* _DESCRIPTION OF THE TASK_
Transcribe every entry word for word, leaving out all images.

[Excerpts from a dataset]
------------------------------------
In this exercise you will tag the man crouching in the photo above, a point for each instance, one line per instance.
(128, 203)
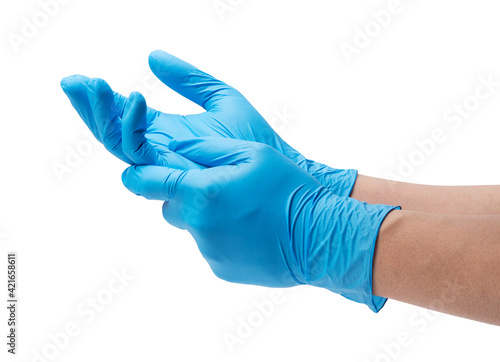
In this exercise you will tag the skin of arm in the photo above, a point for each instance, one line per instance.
(460, 200)
(447, 263)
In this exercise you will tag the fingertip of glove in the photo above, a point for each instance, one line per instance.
(172, 145)
(154, 56)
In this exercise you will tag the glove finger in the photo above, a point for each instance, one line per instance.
(190, 82)
(215, 151)
(99, 108)
(134, 142)
(107, 116)
(172, 215)
(76, 89)
(153, 182)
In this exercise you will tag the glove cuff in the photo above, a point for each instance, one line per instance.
(341, 246)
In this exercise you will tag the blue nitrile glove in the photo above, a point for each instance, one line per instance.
(260, 219)
(228, 114)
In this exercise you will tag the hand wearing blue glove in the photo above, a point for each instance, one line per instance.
(228, 114)
(260, 219)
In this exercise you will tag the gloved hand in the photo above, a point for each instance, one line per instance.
(228, 114)
(260, 219)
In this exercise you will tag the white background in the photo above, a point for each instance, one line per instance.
(70, 233)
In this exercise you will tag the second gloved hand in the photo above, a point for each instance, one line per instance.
(258, 218)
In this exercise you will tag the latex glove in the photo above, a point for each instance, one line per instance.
(260, 219)
(228, 114)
------------------------------------
* _RESULT FOR THIS EXERCISE_
In this exercise you will tag the man crouching in the photo above, a point for each instance, one line per instance.
(128, 203)
In this exercise you will tag the skin of arm in the photo above, a point for each instance, one line per instance.
(460, 200)
(447, 263)
In this exercise you will tag the fingertip of glove in the photo above, a point for each instance, one line per instance.
(172, 145)
(154, 56)
In this exercise you will tag the glove finger in the photo above, a point for each instance, one line per instance.
(190, 82)
(215, 151)
(99, 108)
(134, 142)
(107, 116)
(172, 215)
(76, 89)
(153, 182)
In this exercise you will tag the glove cuff in the photo above, a point for each instance, one line per instance.
(341, 246)
In this exercise you will tag the blue nitrile glove in the photo above, a point for each instance, one line per instance.
(260, 219)
(228, 114)
In this exercise you will tag the hand wearing blue glove in the photo above, a point for each instance, one line per instance.
(228, 114)
(260, 219)
In this exercise you will tag the gloved hand in the photo above, a point for each instance, one line per instance.
(228, 114)
(260, 219)
In this exercise you will tag the white background in the photo above, a point for each instance, one line per instance.
(70, 233)
In this exercise you will tag the second gloved hand in the photo above, a point for each instance, one line per instance.
(258, 218)
In this exercise you will tag the latex glove in the photo above, a point for each instance, one line per instance.
(260, 219)
(228, 114)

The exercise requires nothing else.